Le 11 décembre 2018
- Distributeur : Haut et Court
À l’occasion de la sortie de Pachamama, le nouveau film d’animation des productions Folivari, aVoir-aLire a rencontré le producteur Didier Brunner dans ses studios, basés à Montrouge.
aVoir-aLire : Comment êtes-vous arrivé sur un projet aussi original et ambitieux que Pachamama ?
Le coproducteur Olivier de Bannes et l’auteur Juan Antin m’ont contacté il y a quatre ou cinq ans. J’étais sur le point de quitter ma société précédente, Les Armateurs. À l’époque, j’avais accroché à l’idée sans intention de donner suite puisque je n’allais pas rester dans cette société. Lorsque j’ai repris Folivari avec mon fils, ma fille et des amis, j’ai été recontacté par eux lorsqu’ils ont su que j’avais cette nouvelle société. Ils m’ont reproposé le projet avec un développement qui avait été fait chez Foliascope, à Valence, en stop motion, en pâte à modeler, mais d’une façon très naïve avec un scénario très compliqué, mais sur un sujet qui était passionnant. On a décidé de financer le développement, remanier le scénario et l’univers visuel avec un 3D à rendu 2D, et à partir de là, nous sommes partis sur un projet revisité et repensé, avec une équipe également repensée car composée de personne issues à la fois de la 2D et de la 3D et non pas du stop motion.
Qu’est-ce qui vous a séduit dans le scénario et les thématiques de Pachamama ?
La découverte d’une autre culture et d’une autre civilisation qui a été très bousculée par le colonialisme et l’expansionnisme européen et chrétien, et qui avait une spécificité ethnique et culturelle riche, qui a été étouffée. Mais cette civilisation a tout de même réussi à se réapproprier cette culture européenne et chrétienne et a resurgi à l’intérieur de la civilisation des colonisateurs, ce qui prouve toute sa puissance. Notre volonté est de montrer aux enfants occidentaux que le monde n’est pas fait que de leurs certitudes d’enfants occidentaux, qu’il y a aussi des civilisations riches qui existent ou ont existé et qui sont dignes d’intérêt et porteurs d’un imaginaire différent du nôtre.

§ ÉNONCÉ 1
D'après l'entretien sur Pachamama, dans quelle ville sont basés les studios de Didier Brunner ?
Ces enregistrements n'ont aucun rapport avec l'entretien.

§ ENREGISTREMENTS FOURNIS
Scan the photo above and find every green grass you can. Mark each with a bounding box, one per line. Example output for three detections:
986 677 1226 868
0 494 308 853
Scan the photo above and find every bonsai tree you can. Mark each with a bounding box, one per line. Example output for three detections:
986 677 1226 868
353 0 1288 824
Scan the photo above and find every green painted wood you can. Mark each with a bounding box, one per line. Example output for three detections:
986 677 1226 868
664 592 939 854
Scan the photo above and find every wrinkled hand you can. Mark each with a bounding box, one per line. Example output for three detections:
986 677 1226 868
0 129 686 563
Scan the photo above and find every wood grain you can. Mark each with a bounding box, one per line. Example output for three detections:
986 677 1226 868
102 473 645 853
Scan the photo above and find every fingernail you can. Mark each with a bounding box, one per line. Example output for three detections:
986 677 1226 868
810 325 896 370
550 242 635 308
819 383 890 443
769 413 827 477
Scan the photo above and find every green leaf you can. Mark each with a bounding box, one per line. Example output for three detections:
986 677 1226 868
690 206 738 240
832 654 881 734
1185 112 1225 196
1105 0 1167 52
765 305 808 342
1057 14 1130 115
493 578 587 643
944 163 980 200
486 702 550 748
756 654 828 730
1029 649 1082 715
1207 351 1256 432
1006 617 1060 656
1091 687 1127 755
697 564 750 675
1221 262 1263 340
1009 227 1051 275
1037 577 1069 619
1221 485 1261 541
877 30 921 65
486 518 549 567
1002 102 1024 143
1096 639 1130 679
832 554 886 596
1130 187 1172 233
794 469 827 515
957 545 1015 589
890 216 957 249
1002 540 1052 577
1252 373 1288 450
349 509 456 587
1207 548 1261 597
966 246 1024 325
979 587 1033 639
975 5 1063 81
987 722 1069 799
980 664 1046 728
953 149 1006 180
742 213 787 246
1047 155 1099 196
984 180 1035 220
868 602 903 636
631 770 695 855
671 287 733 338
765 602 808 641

§ ÉNONCÉ 2
Dans la partie des enregistrements qui commence par la ligne contenant "Scan the photo above and find every green painted" et se termine par la ligne contenant "102 473 645 853", ces deux lignes comprises, changez s'il vous plaît "wrinkled hand" en "aged hand" sans toucher au reste. Ne redonnez que ces lignes.

§ RÉSULTAT ATTENDU 1
À Montrouge.

§ RÉSULTAT ATTENDU 2
Scan the photo above and find every green painted wood you can. Mark each with a bounding box, one per line. Example output for three detections:
986 677 1226 868
664 592 939 854
Scan the photo above and find every aged hand you can. Mark each with a bounding box, one per line. Example output for three detections:
986 677 1226 868
0 129 686 563
Scan the photo above and find every wood grain you can. Mark each with a bounding box, one per line. Example output for three detections:
986 677 1226 868
102 473 645 853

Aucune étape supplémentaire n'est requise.